▶ [Excerpt]
::::::

The Scottie Scheffler Paradox

So Infallibly Great His Lead Feels Inevitable, Though Not Electrifying

Scottie Scheffler enters the final round of the PGA Championship with a three shot lead over Alex Noren, with Davis Riley, JT Poston trailing by four. Down the leaderboard and just clinging on to contention are Bryson DeChambeau, Jon Rahm, Tony Finau, and Keegan Bradley.

Had the trailing group been closer to Scottie, the casual fan might find the final round broadcast more compelling. Bryson DeChambeau is a fan favorite who’s YouTube and social media content has elevated him into one of the most compelling personalities in all of sport. Jon Rahm seeks to silence the doubters and re-establish himself as a serious threat in the major championships, and he’s got a fiery personality on the course. Tony Finau has always been loved by many and he’s seeking to get his first major win after a spattering of top 10s over the years, and Keegan Bradley, the US Ryder Cup Captain could play himself into a spot on the team if his strong form continues.

Earlier in the week the week much of the story was around Rory McIlroy and how having just broken his major championship drought at The Masters may open the floodgates, or if Joqauin Niemann could finally put the pieces together in a major.

::::::

▶ [Records provided]
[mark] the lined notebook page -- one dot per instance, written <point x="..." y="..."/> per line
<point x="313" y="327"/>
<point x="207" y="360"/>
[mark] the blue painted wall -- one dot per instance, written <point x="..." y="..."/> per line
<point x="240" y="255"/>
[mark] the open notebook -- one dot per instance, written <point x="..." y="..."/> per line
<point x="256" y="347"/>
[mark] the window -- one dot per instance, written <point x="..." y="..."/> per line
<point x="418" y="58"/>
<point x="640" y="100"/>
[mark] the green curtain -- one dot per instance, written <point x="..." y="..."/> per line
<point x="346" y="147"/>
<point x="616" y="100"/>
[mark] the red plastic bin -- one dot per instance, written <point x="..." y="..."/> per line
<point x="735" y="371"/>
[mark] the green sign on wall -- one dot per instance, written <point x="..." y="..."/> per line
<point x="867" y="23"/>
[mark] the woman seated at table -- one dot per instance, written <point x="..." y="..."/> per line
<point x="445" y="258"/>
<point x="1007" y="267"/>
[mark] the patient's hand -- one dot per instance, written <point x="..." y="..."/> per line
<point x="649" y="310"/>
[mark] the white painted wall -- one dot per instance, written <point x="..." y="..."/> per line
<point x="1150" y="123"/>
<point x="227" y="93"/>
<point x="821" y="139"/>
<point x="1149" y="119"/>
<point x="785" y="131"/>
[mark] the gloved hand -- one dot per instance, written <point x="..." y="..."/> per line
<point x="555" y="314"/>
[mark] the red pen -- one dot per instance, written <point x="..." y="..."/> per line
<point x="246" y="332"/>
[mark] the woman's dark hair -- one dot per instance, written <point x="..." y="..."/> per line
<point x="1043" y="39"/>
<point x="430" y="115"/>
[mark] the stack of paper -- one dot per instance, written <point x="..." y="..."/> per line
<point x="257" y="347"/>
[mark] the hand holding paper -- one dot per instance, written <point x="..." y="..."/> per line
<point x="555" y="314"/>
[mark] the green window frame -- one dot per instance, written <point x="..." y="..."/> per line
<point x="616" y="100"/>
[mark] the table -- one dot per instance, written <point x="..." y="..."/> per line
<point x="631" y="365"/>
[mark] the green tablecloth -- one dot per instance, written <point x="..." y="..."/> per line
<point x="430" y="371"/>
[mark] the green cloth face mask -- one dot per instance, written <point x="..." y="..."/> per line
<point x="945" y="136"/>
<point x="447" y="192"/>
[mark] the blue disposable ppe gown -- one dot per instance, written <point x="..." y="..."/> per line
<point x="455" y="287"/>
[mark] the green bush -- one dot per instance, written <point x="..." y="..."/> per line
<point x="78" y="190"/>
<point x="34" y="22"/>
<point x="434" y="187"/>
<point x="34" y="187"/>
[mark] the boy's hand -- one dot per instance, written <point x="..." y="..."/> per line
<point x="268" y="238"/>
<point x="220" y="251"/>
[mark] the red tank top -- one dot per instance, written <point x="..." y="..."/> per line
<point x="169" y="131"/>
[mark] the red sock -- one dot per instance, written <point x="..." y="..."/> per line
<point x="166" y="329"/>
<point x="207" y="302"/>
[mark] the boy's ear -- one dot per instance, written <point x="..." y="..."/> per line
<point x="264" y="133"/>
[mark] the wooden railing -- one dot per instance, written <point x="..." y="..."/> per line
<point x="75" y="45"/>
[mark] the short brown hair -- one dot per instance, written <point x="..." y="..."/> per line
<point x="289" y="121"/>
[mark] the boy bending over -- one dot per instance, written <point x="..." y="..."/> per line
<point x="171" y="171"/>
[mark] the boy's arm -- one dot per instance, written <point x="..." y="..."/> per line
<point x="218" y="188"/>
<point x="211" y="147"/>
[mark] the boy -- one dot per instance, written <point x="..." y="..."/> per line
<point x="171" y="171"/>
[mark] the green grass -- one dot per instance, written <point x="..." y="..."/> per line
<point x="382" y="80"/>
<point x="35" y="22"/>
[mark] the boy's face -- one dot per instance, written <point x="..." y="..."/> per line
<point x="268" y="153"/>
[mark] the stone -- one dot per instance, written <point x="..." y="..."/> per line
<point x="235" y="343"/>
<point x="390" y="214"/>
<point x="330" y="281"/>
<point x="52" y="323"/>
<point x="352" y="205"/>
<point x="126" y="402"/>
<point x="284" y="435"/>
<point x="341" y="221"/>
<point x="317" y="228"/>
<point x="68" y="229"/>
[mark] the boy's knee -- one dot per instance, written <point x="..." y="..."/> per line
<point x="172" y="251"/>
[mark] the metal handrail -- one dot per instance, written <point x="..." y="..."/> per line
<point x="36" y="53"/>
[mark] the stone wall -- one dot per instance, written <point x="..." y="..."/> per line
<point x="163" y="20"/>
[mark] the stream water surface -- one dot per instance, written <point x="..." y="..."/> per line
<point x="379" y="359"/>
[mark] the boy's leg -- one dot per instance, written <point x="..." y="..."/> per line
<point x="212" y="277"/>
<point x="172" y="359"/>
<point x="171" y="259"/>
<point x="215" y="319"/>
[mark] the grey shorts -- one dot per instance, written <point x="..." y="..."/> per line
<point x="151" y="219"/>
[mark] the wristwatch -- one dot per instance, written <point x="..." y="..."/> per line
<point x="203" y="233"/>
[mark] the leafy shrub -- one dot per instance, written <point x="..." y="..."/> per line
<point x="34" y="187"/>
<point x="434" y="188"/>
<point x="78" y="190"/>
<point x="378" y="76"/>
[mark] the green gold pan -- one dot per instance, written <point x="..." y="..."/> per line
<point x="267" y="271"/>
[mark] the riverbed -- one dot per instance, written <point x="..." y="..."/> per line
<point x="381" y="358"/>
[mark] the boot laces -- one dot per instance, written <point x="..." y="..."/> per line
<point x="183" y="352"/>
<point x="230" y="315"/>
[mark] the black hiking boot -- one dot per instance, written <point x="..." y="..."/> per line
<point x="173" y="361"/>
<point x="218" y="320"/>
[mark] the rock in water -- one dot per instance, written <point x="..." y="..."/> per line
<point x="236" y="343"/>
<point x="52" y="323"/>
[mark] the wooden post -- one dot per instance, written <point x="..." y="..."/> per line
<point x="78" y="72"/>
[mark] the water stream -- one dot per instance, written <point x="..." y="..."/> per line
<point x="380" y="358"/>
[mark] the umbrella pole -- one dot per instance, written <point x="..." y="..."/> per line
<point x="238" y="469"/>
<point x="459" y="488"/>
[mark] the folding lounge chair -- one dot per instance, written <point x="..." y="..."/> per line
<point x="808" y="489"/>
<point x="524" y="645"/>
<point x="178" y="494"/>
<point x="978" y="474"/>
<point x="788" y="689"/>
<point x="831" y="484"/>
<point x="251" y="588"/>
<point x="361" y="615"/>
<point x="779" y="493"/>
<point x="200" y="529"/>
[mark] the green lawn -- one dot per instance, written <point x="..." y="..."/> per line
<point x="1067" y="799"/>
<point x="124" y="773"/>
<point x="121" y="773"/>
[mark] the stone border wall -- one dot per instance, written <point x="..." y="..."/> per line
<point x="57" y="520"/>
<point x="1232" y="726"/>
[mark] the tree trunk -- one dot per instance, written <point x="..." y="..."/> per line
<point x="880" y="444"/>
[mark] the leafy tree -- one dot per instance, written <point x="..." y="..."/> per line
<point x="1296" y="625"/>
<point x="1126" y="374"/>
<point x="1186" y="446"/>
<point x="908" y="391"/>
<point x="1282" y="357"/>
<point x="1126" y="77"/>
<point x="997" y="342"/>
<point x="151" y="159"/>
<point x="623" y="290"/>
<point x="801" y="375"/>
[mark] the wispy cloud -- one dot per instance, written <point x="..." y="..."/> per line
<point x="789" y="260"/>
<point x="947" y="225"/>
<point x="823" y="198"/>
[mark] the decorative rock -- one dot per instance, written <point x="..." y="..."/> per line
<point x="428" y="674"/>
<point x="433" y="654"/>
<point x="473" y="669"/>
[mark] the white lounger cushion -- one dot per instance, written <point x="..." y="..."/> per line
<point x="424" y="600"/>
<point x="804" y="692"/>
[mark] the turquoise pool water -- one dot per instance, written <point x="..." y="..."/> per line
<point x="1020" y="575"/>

::::::

▶ [What needs to be done]
In the Scottie Scheffler article, which player is three shots behind Scheffler going into the final round of the PGA Championship? The data has no connection to the Scottie Scheffler article.

▶ [Solution]
Alex Noren